INSTRUCTIONS FOR THE TASK — Please count the lines below that contain the string "dark", treating case as significant, and give only the number.

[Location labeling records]

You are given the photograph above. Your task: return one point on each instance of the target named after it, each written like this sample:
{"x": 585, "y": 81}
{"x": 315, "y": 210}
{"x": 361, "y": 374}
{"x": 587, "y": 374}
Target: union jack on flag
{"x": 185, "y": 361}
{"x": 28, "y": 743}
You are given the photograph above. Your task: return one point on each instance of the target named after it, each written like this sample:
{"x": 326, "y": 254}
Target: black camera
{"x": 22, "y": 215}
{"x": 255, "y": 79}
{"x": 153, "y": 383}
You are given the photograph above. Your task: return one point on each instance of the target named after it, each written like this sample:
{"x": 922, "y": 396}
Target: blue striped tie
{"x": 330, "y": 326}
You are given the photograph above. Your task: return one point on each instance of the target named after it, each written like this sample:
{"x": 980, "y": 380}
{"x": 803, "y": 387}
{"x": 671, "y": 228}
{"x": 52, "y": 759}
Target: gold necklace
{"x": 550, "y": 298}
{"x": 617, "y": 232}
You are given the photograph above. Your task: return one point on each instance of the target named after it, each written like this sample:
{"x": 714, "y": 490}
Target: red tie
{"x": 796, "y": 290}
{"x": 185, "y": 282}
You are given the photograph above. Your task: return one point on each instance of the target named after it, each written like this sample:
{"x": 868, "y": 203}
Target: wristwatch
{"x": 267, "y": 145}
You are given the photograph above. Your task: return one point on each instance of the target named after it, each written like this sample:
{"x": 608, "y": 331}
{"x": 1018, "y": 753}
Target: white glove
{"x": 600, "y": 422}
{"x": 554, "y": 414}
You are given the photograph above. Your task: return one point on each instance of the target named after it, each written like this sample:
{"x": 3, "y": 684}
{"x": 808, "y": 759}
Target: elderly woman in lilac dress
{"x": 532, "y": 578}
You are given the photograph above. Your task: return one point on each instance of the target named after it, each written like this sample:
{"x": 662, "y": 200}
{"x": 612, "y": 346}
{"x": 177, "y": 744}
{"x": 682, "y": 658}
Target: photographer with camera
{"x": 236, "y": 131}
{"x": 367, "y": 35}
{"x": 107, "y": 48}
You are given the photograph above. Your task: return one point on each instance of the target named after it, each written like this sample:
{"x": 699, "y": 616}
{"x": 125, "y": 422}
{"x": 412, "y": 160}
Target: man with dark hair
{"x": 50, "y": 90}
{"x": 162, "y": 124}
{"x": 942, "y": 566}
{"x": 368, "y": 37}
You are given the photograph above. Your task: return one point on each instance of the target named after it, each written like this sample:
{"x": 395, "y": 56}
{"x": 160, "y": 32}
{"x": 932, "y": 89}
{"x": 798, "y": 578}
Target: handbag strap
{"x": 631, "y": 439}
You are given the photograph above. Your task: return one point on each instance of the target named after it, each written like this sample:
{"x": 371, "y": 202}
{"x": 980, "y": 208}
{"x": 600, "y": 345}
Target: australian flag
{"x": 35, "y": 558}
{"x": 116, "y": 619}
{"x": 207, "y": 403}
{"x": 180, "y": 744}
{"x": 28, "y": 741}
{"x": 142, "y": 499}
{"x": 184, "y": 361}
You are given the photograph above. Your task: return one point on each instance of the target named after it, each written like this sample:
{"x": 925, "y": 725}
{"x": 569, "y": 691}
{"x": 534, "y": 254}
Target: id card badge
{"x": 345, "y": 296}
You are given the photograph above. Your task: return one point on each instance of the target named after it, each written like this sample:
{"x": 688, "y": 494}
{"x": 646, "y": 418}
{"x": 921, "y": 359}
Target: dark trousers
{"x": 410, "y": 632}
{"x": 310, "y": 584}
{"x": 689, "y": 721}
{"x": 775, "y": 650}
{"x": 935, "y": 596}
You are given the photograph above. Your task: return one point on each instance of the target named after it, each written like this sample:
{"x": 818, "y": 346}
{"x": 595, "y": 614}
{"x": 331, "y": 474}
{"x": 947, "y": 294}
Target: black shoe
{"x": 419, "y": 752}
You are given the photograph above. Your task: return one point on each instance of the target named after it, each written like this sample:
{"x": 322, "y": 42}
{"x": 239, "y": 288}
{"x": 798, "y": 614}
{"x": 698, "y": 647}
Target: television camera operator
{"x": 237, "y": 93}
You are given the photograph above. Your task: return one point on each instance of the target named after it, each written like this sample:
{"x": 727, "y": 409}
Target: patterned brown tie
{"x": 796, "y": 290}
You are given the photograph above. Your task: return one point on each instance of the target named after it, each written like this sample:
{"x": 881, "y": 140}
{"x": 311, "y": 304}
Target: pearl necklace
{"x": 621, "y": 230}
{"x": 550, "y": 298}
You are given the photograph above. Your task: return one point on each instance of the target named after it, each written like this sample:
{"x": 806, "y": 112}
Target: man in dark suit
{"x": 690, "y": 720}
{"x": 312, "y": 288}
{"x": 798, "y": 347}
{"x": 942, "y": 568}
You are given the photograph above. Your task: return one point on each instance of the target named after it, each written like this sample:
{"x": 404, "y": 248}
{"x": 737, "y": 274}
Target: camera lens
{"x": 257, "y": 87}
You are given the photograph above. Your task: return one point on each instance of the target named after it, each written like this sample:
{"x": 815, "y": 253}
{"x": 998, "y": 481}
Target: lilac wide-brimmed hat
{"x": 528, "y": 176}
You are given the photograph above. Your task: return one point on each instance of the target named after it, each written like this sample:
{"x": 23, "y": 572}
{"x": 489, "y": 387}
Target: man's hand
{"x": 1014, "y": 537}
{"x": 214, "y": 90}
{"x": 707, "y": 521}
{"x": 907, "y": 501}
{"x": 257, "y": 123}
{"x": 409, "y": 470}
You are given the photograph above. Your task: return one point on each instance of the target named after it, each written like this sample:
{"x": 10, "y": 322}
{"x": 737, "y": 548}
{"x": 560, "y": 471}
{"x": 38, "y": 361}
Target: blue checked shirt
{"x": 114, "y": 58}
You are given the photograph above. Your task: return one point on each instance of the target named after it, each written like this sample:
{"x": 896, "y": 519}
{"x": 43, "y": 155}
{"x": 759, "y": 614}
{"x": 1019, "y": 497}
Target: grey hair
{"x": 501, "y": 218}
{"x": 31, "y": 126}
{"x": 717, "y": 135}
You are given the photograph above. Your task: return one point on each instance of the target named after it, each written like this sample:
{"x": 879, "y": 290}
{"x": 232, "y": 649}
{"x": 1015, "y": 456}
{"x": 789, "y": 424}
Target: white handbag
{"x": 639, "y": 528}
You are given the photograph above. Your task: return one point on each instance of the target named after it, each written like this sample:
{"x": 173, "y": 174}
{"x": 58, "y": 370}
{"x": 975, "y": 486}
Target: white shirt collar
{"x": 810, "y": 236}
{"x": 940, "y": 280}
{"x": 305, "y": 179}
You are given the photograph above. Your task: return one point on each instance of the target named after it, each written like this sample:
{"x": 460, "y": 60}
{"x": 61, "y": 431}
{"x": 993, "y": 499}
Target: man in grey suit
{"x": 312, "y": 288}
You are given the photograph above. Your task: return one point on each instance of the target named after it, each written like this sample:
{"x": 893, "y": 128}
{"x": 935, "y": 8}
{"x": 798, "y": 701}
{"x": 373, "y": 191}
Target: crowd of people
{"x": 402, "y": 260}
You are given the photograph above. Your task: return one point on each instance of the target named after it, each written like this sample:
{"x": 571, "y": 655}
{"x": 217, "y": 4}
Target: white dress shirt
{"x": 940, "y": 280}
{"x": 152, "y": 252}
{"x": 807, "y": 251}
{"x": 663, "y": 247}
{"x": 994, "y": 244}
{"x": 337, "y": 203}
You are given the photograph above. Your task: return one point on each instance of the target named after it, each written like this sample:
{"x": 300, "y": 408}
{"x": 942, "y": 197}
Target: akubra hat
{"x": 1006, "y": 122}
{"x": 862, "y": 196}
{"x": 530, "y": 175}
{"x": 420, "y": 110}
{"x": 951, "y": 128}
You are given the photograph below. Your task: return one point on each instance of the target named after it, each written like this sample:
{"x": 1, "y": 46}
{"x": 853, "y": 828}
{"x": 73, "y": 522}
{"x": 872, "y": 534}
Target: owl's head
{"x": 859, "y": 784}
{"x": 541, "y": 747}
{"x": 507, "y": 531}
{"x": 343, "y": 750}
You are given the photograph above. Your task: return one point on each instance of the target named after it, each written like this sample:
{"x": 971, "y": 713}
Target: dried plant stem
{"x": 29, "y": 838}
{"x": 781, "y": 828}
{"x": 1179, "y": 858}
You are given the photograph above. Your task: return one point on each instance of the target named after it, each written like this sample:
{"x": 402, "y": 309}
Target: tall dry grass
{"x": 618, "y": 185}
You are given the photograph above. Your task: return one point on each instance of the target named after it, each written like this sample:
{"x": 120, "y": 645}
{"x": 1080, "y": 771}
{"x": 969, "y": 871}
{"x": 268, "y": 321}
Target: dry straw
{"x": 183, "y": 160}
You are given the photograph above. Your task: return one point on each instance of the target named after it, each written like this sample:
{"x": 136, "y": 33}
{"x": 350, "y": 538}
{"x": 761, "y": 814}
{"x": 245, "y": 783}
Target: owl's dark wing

SOLUTION TO THE PROBLEM — 4